Excerpted from This Week in Petroleum
Release date: June 3, 2020
On March 13, 2020, the President declared a national emergency in the United States in response to concerns regarding the 2019 novel coronavirus disease (COVID-19) outbreak. Reduced economic activity and stay-at-home orders aimed at slowing the spread of COVID-19 led to a sharp decrease in demand for petroleum products. Because refiners responded faster to reduced demand than crude oil producers, crude oil inventories increased as refinery runs fell. Despite reflecting only one-half of a month under the declared national emergency, the U.S. Energy Information Administration’s (EIA) March Petroleum Supply Monthly (PSM) data show the early effects of the COVID-19 mitigation efforts.
U.S. gross inputs into refineries fell by 670,000 barrels per day (b/d) (4.1%) from February to March to average 15.8 million b/d, the lowest monthly level since October 2015 (Figure 1). However, the refinery input decreases were not the same in every region of the United States. Gross inputs in the U.S. Gulf Coast (Petroleum Administration for Defense District, or PADD, 3), home to more than half of U.S. refining capacity, increased by 43,000 b/d (0.5%) from February to March, likely as a result of increased runs after maintenance in February. However, the year-over-year change also indicates relatively strong refinery runs in the Gulf Coast, with March 2020 runs averaging 193,000 b/d more than 2019 levels. Gross inputs in the Gulf Coast may have remained elevated compared with the U.S. average because refiners in the Gulf Coast produce petroleum products for consumption in other areas of the country and for export.
In contrast with Gulf Coast refiners, West Coast (PADD 5) refiners reacted quickly to reduce their runs. The first cases of COVID-19 in the United States were on the West Coast, which is comparatively isolated from the rest of the county’s petroleum product markets and therefore lacks the capacity to move excess product to other regions. West Coast gross inputs into refineries fell faster than the national average, dropping by 267,000 b/d (10.4%) from February to March.
U.S. crude oil production was nearly flat from February to March, falling 28,000 b/d (0.2%) to remain at 12.7 million b/d. In the wake of the COVID-19 outbreak, U.S. production remained nearly level as a result of several contributing factors, including the uncertainty about the duration and extent of reduced demand and the ability to store crude oil.

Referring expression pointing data
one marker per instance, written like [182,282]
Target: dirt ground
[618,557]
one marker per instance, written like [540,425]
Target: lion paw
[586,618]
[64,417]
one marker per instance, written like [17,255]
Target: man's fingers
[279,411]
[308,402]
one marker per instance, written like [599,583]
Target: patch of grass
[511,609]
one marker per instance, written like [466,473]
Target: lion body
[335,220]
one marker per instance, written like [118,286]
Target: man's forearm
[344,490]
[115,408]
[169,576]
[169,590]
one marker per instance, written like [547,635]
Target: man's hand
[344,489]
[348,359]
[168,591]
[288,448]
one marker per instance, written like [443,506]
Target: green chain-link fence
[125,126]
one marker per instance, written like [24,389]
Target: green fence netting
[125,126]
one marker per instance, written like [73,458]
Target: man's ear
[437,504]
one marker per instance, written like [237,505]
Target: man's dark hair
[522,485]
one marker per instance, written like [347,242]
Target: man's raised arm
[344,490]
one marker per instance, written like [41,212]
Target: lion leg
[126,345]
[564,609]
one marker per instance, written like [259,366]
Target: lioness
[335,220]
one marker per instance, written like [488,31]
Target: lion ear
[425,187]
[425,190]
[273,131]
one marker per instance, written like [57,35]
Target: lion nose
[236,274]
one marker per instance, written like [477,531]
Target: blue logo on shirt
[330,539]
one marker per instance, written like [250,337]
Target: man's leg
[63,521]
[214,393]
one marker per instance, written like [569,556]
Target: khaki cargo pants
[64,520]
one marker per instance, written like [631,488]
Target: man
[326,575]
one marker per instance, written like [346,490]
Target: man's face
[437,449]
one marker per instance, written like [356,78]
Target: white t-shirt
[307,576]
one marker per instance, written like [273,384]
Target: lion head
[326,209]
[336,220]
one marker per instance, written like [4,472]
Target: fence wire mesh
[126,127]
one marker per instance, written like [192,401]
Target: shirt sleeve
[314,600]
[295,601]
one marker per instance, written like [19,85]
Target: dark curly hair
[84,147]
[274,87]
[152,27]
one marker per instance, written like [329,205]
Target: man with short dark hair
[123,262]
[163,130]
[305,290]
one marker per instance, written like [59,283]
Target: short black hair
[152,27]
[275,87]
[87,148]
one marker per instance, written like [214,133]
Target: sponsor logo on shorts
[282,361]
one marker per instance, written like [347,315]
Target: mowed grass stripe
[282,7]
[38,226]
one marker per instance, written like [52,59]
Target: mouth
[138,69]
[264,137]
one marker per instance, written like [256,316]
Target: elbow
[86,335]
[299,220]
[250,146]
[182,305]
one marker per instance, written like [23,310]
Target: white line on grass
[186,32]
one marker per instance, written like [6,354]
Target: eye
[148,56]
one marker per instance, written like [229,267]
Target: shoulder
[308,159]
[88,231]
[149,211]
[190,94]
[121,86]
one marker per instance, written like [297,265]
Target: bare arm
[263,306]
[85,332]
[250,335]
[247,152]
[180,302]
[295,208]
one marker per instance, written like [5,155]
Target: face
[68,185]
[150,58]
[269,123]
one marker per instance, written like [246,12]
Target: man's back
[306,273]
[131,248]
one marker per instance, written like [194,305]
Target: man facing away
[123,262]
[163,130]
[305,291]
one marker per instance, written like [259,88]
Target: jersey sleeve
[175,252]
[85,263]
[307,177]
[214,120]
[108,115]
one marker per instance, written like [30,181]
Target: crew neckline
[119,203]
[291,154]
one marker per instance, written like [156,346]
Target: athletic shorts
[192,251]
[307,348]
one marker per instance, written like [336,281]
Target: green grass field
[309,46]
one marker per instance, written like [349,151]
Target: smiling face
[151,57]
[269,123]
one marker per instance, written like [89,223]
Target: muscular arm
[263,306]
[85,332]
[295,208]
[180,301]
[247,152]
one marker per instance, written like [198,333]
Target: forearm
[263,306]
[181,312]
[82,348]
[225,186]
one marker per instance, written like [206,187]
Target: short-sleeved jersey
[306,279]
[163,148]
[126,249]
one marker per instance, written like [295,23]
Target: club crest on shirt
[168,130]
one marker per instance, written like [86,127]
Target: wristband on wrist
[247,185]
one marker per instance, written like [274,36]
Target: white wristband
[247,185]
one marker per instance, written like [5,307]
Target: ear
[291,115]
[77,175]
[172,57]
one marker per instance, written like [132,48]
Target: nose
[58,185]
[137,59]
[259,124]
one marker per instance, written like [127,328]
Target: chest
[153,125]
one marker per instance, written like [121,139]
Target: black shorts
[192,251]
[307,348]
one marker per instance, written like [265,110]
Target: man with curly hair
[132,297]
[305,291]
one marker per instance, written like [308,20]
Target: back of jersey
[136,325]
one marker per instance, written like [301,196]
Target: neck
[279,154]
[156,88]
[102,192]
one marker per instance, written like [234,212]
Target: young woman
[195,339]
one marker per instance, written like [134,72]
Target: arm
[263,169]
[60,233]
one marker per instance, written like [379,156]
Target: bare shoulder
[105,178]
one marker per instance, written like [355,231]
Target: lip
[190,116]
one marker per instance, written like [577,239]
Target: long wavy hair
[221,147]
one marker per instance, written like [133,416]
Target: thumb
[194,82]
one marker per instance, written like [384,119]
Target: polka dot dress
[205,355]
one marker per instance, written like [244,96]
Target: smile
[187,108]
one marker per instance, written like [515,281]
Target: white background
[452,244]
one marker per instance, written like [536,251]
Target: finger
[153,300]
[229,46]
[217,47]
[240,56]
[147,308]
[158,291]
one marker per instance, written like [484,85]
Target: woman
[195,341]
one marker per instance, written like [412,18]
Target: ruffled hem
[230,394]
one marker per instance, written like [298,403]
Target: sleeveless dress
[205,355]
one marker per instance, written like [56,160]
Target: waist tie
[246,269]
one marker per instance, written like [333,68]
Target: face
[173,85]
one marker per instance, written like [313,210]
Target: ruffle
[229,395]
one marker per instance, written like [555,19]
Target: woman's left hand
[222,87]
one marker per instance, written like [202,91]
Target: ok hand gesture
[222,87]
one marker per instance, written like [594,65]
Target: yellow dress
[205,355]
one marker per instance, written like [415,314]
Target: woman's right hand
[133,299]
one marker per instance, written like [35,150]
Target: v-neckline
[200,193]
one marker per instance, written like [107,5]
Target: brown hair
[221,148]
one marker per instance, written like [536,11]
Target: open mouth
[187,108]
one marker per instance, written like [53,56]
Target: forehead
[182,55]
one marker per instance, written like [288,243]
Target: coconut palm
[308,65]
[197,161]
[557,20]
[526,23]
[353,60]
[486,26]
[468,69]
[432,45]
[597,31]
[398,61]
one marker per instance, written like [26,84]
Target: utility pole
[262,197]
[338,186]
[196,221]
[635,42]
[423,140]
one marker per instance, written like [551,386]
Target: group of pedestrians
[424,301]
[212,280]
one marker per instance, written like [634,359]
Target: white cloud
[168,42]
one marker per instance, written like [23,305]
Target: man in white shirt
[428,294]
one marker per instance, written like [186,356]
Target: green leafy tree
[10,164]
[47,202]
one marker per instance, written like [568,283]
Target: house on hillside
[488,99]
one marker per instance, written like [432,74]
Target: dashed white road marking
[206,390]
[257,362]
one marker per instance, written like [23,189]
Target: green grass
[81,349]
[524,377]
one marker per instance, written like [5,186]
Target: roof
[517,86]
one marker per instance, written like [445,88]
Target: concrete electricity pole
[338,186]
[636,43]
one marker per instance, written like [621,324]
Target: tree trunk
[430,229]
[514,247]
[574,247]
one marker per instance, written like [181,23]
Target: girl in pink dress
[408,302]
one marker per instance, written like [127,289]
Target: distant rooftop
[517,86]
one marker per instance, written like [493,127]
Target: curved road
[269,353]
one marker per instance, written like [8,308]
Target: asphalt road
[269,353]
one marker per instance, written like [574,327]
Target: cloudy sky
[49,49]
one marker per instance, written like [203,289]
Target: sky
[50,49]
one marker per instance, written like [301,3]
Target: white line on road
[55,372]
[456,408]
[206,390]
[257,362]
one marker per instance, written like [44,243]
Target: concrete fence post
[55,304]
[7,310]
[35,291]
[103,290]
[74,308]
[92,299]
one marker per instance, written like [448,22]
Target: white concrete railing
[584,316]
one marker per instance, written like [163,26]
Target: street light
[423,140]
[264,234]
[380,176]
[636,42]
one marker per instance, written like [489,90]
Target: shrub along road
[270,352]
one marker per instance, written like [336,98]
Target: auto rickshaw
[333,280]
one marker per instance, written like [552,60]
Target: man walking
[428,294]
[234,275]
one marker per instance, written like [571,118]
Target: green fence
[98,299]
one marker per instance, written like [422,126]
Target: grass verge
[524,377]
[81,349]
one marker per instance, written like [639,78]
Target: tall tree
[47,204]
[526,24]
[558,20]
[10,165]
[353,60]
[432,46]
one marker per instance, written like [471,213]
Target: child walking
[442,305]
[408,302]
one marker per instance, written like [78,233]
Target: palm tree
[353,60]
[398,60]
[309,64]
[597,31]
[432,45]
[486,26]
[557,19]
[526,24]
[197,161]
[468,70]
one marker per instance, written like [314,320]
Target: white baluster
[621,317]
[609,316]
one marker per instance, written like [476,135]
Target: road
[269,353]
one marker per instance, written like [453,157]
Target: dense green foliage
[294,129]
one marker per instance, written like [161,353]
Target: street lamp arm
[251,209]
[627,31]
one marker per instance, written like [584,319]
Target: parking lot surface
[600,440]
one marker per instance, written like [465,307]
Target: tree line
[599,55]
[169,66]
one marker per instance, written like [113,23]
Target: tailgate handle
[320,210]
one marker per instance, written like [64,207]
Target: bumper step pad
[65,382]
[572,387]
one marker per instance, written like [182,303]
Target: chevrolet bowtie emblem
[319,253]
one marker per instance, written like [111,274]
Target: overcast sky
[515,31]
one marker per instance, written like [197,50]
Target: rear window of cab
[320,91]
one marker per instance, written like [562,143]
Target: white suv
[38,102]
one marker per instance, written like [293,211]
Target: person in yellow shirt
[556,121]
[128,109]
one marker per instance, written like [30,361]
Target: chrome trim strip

HOW TO COMPLETE THIS TASK
Copy the petroleum excerpt starting at "Excerpted from This" and ending at "COVID-19 mitigation efforts.", substituting "state of emergency" for "national emergency". The records are separate material and have nothing to do with the petroleum excerpt.

EXERCISE ANSWER
Excerpted from This Week in Petroleum
Release date: June 3, 2020
On March 13, 2020, the President declared a state of emergency in the United States in response to concerns regarding the 2019 novel coronavirus disease (COVID-19) outbreak. Reduced economic activity and stay-at-home orders aimed at slowing the spread of COVID-19 led to a sharp decrease in demand for petroleum products. Because refiners responded faster to reduced demand than crude oil producers, crude oil inventories increased as refinery runs fell. Despite reflecting only one-half of a month under the declared state of emergency, the U.S. Energy Information Administration’s (EIA) March Petroleum Supply Monthly (PSM) data show the early effects of the COVID-19 mitigation efforts.